Requirement:
Everything from the line containing "If you could point to the violet" to the final line of the records below should be given again exactly, and nothing else.

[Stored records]
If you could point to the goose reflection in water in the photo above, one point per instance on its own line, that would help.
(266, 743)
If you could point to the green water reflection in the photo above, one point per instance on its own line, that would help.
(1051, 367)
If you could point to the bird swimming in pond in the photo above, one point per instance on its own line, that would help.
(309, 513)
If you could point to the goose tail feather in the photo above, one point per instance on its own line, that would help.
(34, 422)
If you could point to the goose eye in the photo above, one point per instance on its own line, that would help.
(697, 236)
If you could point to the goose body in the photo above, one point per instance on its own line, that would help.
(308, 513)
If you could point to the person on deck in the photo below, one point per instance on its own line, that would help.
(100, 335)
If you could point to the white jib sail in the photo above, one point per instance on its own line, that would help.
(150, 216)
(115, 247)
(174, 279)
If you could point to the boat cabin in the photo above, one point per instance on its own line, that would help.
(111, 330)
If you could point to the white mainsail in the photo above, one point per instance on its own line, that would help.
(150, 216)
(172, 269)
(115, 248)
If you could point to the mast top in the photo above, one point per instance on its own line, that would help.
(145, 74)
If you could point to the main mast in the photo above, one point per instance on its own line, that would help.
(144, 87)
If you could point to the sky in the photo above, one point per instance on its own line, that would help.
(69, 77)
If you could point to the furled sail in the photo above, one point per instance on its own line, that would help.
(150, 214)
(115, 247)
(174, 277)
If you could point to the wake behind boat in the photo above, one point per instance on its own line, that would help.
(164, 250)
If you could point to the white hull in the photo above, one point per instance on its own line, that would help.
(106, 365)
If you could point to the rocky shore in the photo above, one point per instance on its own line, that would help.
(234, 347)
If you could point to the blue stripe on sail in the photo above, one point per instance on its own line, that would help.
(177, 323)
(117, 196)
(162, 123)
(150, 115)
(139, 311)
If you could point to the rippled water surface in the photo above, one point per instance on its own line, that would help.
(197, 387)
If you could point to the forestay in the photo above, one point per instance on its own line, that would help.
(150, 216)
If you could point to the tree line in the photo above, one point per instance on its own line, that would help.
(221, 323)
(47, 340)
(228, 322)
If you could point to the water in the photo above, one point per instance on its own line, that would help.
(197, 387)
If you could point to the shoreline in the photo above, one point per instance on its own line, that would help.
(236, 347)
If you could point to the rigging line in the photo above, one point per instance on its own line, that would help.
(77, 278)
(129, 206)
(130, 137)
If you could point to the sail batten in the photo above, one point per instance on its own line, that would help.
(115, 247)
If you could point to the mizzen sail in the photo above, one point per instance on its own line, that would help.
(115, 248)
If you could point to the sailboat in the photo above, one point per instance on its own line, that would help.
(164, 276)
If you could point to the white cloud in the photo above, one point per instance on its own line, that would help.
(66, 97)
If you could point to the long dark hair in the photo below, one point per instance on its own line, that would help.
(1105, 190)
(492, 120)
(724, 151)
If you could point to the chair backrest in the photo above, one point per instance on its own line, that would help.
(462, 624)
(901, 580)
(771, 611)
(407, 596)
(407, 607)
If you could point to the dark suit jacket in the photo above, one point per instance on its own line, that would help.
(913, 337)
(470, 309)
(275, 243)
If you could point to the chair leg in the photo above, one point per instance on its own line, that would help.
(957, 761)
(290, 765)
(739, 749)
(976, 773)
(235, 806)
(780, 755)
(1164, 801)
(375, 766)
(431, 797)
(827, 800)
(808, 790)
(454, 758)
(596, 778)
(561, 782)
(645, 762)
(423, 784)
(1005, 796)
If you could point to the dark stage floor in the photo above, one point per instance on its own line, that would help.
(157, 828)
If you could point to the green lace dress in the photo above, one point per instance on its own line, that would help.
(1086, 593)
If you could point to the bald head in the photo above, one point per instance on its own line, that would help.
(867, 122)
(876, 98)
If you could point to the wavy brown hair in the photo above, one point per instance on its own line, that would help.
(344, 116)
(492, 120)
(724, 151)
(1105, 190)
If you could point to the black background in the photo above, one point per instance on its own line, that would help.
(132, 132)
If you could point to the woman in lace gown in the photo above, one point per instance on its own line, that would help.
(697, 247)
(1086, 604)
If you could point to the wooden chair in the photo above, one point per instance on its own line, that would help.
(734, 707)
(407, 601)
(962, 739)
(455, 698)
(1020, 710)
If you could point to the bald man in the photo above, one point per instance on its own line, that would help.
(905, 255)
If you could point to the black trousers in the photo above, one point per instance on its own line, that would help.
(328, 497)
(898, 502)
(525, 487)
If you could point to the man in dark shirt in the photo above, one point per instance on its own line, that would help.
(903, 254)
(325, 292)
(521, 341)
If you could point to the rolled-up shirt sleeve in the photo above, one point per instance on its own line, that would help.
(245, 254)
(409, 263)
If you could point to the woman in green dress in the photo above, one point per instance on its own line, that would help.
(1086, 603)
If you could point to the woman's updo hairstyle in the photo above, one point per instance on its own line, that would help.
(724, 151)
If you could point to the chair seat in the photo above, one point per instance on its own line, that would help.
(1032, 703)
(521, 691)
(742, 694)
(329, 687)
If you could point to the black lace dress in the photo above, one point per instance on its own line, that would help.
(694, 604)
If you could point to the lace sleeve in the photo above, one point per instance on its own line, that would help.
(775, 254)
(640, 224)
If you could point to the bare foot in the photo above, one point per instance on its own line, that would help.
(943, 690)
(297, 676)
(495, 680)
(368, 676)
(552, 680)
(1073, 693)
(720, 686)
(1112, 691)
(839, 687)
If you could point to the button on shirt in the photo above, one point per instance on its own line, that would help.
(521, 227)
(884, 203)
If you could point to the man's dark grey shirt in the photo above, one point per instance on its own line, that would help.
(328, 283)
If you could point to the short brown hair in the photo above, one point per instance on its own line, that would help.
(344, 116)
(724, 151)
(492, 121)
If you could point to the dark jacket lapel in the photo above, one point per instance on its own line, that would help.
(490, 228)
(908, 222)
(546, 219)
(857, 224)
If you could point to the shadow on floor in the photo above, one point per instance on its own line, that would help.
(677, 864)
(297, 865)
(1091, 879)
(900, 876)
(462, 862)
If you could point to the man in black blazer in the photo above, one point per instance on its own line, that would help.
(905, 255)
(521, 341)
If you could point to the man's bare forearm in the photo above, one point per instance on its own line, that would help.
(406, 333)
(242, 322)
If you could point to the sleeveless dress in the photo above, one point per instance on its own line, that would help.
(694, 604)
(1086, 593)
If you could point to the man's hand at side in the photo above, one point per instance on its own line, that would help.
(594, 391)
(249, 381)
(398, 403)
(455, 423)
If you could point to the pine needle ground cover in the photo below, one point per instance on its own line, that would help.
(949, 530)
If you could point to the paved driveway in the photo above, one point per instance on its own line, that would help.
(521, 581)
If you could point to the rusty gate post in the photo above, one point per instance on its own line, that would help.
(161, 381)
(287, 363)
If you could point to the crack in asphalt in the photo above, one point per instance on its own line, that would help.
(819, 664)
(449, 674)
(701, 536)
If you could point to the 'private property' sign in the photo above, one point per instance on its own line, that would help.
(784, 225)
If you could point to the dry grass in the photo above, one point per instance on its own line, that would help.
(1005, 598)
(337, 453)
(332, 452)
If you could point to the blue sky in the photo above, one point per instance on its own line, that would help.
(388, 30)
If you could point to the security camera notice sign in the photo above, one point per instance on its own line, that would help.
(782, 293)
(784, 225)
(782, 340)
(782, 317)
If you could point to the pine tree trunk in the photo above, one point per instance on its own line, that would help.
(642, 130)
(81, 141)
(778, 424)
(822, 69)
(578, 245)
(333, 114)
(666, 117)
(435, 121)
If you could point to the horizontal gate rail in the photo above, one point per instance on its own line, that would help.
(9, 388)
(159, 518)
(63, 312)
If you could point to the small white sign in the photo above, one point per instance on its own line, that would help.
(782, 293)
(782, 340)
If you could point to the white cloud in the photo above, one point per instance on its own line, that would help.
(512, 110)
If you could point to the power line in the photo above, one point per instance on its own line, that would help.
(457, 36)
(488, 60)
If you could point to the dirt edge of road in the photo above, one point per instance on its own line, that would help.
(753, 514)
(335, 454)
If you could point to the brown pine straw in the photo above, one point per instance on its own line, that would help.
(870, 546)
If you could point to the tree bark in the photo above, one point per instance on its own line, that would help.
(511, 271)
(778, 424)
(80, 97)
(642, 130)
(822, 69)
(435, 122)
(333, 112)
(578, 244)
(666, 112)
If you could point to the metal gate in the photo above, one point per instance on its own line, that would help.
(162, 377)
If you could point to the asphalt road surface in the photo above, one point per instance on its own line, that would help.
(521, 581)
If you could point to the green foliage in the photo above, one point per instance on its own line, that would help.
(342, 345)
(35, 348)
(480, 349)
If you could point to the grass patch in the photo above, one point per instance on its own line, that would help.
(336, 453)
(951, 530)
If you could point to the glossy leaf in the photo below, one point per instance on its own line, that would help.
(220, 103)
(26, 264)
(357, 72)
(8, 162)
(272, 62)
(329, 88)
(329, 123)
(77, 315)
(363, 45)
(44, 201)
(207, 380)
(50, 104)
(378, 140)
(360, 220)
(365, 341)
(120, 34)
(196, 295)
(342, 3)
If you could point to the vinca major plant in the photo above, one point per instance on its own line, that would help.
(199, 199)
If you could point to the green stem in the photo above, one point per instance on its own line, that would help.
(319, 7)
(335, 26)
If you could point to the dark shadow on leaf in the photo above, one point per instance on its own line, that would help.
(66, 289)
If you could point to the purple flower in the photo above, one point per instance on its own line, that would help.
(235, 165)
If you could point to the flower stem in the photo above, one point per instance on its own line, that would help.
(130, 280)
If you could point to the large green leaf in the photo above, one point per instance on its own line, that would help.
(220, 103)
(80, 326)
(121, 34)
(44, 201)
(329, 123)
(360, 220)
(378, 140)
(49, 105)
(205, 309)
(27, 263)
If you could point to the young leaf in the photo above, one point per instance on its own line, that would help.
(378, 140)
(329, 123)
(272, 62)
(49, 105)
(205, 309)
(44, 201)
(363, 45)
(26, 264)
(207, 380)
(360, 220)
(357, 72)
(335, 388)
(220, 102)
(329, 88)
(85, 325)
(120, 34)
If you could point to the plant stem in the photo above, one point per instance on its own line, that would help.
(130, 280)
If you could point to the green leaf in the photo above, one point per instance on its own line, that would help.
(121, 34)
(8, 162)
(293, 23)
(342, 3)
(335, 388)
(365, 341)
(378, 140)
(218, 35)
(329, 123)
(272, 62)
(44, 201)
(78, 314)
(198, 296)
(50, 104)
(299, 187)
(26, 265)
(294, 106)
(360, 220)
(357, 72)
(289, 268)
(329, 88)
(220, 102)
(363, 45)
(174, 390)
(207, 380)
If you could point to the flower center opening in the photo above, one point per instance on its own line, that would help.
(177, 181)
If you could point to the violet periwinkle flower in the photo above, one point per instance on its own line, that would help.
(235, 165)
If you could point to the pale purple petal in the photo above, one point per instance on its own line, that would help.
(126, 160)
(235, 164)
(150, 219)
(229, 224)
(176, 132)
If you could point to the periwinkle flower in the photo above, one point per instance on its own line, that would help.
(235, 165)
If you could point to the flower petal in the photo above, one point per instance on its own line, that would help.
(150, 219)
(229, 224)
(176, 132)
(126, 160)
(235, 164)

Response to the exercise:
If you could point to the violet periwinkle flower in the photo above, one point per instance on its own line, that would help.
(235, 165)
If you could point to the pale purple petal in the photo above, one point per instance on its own line, that would help.
(126, 160)
(235, 164)
(150, 219)
(229, 224)
(176, 132)
If you could point to the periwinkle flower in the photo above, one point per instance on its own line, that would help.
(235, 165)
If you could point to the flower petal in the photo above, one point per instance on its own line, that would help.
(150, 219)
(229, 224)
(176, 132)
(126, 160)
(235, 164)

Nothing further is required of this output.